*Recorded data:*
::::::::::

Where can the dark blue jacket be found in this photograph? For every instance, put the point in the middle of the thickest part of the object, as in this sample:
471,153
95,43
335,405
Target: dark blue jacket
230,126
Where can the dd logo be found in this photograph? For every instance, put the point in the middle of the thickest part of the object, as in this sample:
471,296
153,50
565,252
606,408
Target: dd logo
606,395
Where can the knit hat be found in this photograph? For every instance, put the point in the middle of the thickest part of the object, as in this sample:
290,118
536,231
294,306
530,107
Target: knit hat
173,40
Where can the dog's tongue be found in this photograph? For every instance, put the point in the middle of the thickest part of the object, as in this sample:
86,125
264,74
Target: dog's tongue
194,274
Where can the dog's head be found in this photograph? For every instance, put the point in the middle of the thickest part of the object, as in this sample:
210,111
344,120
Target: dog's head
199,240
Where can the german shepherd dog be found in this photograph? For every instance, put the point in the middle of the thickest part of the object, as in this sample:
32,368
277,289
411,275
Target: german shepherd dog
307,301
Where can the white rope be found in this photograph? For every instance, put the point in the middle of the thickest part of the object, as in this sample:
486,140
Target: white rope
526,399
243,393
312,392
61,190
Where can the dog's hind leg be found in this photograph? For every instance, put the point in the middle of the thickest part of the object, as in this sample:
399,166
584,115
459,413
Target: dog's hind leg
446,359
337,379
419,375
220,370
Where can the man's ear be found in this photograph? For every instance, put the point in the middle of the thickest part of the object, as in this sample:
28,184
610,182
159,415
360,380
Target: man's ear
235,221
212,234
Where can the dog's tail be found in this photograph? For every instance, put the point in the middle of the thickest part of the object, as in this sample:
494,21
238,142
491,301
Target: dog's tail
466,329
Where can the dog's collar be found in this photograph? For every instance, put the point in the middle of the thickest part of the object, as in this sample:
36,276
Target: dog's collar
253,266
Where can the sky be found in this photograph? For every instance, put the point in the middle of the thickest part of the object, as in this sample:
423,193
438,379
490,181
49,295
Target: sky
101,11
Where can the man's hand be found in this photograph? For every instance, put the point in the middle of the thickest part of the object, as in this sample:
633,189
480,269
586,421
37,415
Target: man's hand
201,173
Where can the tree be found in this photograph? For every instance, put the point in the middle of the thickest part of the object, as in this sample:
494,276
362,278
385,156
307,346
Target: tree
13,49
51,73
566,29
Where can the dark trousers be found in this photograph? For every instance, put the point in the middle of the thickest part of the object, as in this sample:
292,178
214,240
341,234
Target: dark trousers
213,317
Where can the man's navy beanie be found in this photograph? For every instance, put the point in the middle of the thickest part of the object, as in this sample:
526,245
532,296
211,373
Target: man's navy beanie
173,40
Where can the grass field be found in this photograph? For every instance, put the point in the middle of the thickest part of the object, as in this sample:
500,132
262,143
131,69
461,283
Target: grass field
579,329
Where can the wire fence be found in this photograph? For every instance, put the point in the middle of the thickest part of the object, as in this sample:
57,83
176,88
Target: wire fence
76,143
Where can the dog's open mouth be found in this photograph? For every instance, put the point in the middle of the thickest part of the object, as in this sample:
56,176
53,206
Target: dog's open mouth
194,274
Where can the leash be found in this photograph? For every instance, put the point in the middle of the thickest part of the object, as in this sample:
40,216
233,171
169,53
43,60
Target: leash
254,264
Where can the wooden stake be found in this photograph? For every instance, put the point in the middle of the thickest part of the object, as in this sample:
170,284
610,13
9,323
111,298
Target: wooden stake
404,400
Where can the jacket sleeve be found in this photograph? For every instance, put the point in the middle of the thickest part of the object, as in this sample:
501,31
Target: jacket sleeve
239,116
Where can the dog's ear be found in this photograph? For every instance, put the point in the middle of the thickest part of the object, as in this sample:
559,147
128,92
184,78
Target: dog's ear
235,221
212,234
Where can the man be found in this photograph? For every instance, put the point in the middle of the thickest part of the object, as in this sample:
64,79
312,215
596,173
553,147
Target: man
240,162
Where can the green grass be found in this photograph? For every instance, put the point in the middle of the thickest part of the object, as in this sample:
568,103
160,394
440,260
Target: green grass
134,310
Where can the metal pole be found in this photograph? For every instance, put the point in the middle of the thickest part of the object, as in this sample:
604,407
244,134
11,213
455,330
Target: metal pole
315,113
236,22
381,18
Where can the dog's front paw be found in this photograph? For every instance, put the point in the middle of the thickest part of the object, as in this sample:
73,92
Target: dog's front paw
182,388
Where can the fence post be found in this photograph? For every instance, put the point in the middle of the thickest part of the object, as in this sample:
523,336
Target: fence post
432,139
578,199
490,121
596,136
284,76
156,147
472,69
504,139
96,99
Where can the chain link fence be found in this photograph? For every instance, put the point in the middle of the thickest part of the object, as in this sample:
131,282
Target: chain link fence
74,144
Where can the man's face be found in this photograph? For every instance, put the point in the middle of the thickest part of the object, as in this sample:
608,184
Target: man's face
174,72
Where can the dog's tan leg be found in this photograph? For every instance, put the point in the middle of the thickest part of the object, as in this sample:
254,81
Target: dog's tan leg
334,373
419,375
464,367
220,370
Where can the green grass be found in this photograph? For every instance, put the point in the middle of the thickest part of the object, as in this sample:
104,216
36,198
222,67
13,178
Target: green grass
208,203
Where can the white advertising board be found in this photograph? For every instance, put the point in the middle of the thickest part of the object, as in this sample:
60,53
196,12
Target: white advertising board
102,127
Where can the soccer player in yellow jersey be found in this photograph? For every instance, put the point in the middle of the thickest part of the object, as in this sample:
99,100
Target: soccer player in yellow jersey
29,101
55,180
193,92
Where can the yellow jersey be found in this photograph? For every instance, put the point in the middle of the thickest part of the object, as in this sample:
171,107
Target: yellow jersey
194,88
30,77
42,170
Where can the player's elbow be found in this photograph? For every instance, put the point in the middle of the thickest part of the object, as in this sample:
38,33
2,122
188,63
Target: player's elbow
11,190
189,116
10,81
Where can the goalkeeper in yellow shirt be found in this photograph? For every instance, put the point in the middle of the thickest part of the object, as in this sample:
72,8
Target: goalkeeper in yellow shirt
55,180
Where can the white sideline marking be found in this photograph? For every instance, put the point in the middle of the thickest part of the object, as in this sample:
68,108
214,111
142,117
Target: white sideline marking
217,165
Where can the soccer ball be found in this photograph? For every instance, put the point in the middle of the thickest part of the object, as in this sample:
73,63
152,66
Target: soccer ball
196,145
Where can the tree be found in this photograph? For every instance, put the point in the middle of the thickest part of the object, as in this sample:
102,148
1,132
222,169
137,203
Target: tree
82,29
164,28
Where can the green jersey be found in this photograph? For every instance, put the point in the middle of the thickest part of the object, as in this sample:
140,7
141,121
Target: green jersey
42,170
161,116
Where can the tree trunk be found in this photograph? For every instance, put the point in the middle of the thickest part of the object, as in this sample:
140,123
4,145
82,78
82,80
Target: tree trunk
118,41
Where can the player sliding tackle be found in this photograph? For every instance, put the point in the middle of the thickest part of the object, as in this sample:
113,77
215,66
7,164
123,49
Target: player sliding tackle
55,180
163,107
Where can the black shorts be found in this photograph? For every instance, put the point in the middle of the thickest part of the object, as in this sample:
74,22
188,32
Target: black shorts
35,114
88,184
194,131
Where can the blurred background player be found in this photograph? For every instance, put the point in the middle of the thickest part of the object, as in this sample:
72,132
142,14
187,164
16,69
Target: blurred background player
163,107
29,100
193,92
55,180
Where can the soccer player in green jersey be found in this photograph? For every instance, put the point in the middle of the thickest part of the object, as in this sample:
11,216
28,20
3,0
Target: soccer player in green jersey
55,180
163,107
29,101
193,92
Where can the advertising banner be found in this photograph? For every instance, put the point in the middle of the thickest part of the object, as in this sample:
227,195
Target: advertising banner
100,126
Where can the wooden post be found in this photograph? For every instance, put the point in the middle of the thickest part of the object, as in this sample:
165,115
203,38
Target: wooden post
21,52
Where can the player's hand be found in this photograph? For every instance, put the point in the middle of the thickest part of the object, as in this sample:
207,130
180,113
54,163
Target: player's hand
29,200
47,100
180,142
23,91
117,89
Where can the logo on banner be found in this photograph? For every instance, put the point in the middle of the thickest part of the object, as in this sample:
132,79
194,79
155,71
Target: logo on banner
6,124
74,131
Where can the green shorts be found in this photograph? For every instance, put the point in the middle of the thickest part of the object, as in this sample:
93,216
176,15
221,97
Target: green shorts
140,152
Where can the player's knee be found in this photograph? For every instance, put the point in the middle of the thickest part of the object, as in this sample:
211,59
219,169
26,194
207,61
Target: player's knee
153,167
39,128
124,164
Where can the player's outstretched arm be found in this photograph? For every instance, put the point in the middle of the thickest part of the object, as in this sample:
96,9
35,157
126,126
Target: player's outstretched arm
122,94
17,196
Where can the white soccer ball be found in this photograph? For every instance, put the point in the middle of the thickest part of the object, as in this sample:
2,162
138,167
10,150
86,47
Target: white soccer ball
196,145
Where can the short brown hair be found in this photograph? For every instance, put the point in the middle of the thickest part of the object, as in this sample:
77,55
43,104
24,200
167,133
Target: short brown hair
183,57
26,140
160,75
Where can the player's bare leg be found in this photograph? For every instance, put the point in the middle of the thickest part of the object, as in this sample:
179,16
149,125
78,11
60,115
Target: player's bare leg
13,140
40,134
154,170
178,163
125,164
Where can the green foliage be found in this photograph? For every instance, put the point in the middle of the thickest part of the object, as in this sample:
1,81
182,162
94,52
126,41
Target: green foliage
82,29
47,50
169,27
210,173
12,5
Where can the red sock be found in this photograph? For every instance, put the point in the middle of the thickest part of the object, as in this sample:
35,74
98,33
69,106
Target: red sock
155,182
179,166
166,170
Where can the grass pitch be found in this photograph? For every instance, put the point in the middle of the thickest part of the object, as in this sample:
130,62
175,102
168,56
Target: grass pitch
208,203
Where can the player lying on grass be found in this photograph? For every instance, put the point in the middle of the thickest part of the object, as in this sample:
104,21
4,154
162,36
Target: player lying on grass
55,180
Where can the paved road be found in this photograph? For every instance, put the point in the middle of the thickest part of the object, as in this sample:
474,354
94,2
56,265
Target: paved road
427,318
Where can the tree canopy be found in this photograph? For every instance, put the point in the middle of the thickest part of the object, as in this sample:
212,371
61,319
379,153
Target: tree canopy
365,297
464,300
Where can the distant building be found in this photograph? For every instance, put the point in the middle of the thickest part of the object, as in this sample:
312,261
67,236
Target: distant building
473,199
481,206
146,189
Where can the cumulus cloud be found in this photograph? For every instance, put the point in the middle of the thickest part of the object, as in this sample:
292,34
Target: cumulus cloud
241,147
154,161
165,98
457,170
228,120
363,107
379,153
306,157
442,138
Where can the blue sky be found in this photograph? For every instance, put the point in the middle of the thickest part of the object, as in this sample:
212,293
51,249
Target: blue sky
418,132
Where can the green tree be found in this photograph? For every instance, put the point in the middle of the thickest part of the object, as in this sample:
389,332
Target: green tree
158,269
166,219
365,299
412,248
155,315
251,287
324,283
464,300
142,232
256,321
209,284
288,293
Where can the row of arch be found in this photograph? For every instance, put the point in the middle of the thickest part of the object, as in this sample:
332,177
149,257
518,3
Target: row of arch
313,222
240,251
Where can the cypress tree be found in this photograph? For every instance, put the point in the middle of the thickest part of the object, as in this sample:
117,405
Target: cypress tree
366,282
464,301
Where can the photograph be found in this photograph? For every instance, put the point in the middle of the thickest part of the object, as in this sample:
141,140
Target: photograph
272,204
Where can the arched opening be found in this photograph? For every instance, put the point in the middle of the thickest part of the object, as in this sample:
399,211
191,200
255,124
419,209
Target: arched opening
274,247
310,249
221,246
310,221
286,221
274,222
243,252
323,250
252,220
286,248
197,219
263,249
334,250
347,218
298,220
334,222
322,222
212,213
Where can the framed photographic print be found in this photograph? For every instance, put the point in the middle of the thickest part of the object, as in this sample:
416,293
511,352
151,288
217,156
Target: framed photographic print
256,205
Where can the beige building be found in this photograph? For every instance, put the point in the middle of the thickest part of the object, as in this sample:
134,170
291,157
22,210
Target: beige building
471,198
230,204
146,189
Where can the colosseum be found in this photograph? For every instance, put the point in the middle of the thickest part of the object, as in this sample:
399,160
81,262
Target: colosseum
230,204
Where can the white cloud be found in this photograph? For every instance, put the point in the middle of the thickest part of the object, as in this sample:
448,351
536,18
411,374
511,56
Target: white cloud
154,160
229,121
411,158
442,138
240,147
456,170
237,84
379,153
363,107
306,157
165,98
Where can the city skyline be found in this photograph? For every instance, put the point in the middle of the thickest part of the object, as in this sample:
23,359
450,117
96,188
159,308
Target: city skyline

::::::::::

*WHAT IS BEING ASKED:* Repeat, without change, each line of the data above from the one that contains "Where can the colosseum" through the final line, counting both.

*RESULT FOR THIS TASK:*
Where can the colosseum be found in this photograph? For every instance, put the point in the middle of the thickest part of the object, as in this sample:
399,160
81,262
Target: colosseum
230,204
Where can the white cloud be found in this photograph? For every instance, put the point in the middle of the thickest part of the object, as in this sample:
448,351
536,18
411,374
511,56
Target: white cloud
154,160
229,121
411,158
442,138
240,147
456,170
237,84
379,153
363,107
306,157
165,98
Where can the city skyline be found in this photograph? For every instance, put the point in the middle of the thickest part of the object, as in this sample:
23,359
450,117
96,188
159,308
Target: city skyline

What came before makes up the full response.